Depuis le 1er juillet 1976 jusqu'au 30 juin 1977, la période a été marquée par d'autres événements :
– la remontée des ventes d'hélicoptères : en trois mois (janvier-mars 1977), l'Aérospatiale vend 140 hélicoptères, dont 40 Puma ; la présentation, aux USA, du nouvel hélicoptère AS-350 Écureuil rencontre un vif succès, et des dizaines de commandes sont enregistrées en quelques jours. Le centième Écureuil est vendu au Bourget ;
– le forcing de Turbomeca pour développer une nouvelle génération de turbines à gaz. L'Arriel (650 ch), destiné précisément à l'Écureuil, est certifié le 1er juin ; un protocole d'accord est signé le 2 juin avec le motoriste allemand MTU, pour développer en commun un nouveau moteur de 1 000 ch ; le Makila (1 800 ch) destiné au Super-Puma commence ses essais en vol le 4 juin ;
– les ventes régulières par Dassault des biréacteurs d'affaires Falcon-10 et surtout Falcon-20 début 1977 ; l'Administration américaine choisit une nouvelle version du Falcon-20, baptisée Guardian, pour équiper sa garde côtière : 41 Falcon-20 sont commandés ainsi d'un seul coup, et les prévisions de ventes portent sur 100 à 200 avions supplémentaires. Au 15 juin, Dassault, avec l'aide de sa filiale US Falcon Jet Corporation, avait vendu ferme 139 Falcon-10, 427 Falcon-20 et placé, pour livraison à partir de 1979, une quarantaine de Falcon-50 ;
– les ventes de Mirage III et de Mirage F-1 connaissent une certaine stagnation, mais le futur Mirage-2000, qui volera en février 1978, intéresse beaucoup de pays. Le premier biréacteur d'entraînement franco-allemand Alpha-Jet de série volera en novembre et ses livraisons commenceront en 1978 ; quatre pays ont maintenant commandé cet appareil : la France (200 avions), l'Allemagne (200 avions), la Belgique (33) et le Togo (5) ;
– les essais en vol du CFM-56 ont commencé sur une Caravelle et sur un prototype américain d'avion de transport militaire, le YC-15 de McDonnell-Douglas ; sept moteurs étaient aux essais en juin, totalisant près de 3 000 heures de fonctionnement. Première application prévue, après accord avec Boeing : une version modernisée du B-707 ;
– les hauts et les bas du programme Airbus : les ventes s'effectuant au compte-gouttes, la décision est prise, début 1977, de ramener la cadence de fabrication de 2 à 1 avion par mois. En mai, coup de théâtre : l'ancien astronaute Frank Borman, président d'Eastern Airlines (deuxième compagnie intérieure US), prend la décision de louer quatre Airbus, qui seront mis en service expérimental de janvier à juin 1978, avec, à la clef, des commandes étalées sur plusieurs années mais portant sur 50 Airbus. Au 15 juin, Airbus Industrie avait livré 32 appareils sur 43 commandés ferme, plus 22 options. Les fabrications étaient lancées pour plus de 100 avions ;
– la politique d'attente de Boeing, qui n'a toujours pas lancé sa nouvelle gamme (B-7N7 et B-7X7), mais annonce au Bourget une décision probable début 1978. En fait, en continuant à vendre ses B-737 et B-727 à raison de 200 avions par an, Boeing gèle une bonne partie du marché, au détriment des autres constructeurs... et de lui-même, car, en retardant le lancement du B-7N7 et du B-7X7, il facilite aussi la pénétration sur le marché mondial de l'Airbus et du futur bi-10 t européen, l'imbroglio A-200/Mercure-200/ASMR devant se dénouer un jour ;
– la valse-hésitation, enfin, des autorités américaines vis-à-vis de Concorde à New York, les USA étant désormais ouvertement accusés de protectionnisme déguisé. Fin juin 1977, la situation n'est toujours pas dénouée au plan juridique entre l'aéroport de New York, Air France et les British Airways, mais l'appareil se comporte parfaitement sur les quatre lignes ouvertes : Rio de Janeiro, Bahrein, Caracas et Washington. 70 000 passagers ont été transportés en 17 mois.

****************

### CONSIGNE DONNÉE:
Réécrivez sous forme de liste le paragraphe de l'extrait qui commence par « le forcing de Turbomeca », en gardant ses faits principaux. Appuyez-vous uniquement sur l'extrait.

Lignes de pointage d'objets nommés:
****************

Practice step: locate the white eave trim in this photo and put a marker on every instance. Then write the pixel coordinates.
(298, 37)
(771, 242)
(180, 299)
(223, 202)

****************

### RÉPONSE RÉDIGÉE:
- Turbomeca pousse le développement d'une nouvelle génération de turbines à gaz.
- L'Arriel (650 ch), destiné à l'Écureuil, est certifié le 1er juin.
- Le 2 juin, un protocole d'accord est signé avec le motoriste allemand MTU pour développer en commun un moteur de 1 000 ch.
- Le Makila (1 800 ch), destiné au Super-Puma, commence ses essais en vol le 4 juin.